Stored entries
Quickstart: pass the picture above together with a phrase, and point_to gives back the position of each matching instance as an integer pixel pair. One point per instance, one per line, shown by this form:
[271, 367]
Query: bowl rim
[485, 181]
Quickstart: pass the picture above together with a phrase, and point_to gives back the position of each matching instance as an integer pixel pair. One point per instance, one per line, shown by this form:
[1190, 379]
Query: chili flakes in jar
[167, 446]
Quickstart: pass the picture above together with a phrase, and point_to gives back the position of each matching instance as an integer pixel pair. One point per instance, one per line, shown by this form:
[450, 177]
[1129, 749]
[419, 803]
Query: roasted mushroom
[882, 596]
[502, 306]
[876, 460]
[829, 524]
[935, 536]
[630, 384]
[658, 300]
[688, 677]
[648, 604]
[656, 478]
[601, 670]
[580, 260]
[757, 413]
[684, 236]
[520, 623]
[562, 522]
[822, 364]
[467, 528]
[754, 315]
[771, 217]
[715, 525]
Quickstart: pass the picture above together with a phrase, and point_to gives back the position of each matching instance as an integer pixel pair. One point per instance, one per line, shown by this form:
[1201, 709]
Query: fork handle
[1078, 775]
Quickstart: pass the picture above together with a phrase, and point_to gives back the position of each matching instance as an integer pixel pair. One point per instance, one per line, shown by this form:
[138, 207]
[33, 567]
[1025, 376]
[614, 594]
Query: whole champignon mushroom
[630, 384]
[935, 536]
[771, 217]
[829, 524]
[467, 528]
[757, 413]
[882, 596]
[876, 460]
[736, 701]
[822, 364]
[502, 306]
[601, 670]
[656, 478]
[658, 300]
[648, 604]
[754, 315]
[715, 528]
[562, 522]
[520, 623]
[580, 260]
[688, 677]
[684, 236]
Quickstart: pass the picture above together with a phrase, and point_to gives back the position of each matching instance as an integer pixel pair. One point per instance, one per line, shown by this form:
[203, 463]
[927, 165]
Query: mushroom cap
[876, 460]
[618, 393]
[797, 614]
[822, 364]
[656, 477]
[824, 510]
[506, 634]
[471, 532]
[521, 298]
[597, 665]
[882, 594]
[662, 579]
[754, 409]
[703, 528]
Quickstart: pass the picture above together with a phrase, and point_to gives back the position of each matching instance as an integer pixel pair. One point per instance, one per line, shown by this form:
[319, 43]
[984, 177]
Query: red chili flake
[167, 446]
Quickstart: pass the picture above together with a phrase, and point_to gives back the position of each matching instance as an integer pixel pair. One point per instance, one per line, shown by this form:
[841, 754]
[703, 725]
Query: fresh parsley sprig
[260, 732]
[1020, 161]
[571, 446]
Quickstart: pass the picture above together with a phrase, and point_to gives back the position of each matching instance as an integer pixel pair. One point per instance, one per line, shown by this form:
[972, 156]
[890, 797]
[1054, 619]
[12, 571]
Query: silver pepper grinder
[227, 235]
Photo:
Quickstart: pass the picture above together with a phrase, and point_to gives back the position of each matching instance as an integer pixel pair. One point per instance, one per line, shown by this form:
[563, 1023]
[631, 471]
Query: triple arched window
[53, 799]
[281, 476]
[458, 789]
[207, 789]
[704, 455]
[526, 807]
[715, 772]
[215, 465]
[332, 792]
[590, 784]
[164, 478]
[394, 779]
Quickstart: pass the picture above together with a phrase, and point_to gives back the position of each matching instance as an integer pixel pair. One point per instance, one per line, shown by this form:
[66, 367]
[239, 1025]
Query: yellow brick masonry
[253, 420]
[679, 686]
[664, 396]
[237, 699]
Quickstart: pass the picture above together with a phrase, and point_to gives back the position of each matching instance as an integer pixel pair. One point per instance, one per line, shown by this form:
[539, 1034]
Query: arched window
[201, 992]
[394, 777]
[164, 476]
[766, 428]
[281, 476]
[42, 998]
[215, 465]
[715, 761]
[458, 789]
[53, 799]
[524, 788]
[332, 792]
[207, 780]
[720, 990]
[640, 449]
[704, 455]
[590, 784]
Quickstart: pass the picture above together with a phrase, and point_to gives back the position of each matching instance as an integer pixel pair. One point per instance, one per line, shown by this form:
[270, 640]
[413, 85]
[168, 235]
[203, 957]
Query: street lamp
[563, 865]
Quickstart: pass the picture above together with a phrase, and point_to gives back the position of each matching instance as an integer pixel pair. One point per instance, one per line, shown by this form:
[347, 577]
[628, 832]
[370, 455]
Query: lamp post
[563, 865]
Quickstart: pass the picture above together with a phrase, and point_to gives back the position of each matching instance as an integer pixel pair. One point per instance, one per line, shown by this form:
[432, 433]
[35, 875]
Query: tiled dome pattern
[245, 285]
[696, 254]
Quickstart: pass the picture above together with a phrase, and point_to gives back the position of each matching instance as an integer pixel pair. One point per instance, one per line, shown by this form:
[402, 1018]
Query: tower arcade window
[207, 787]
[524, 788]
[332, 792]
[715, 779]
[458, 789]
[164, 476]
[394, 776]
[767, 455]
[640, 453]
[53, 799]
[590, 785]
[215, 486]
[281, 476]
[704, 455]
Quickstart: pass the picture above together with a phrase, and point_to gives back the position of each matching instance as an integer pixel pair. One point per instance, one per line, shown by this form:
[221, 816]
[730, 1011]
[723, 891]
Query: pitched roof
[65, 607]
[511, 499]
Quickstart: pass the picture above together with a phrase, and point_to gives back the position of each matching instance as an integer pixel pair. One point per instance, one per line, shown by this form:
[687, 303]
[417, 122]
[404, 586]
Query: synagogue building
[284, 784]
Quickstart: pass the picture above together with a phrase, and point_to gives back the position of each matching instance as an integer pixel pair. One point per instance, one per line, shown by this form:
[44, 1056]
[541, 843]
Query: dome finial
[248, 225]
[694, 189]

● **To be done**: Pull out each line in the rows above that contains the word "chili".

● **Expected output**:
Query: chili flakes in jar
Query: red chili flake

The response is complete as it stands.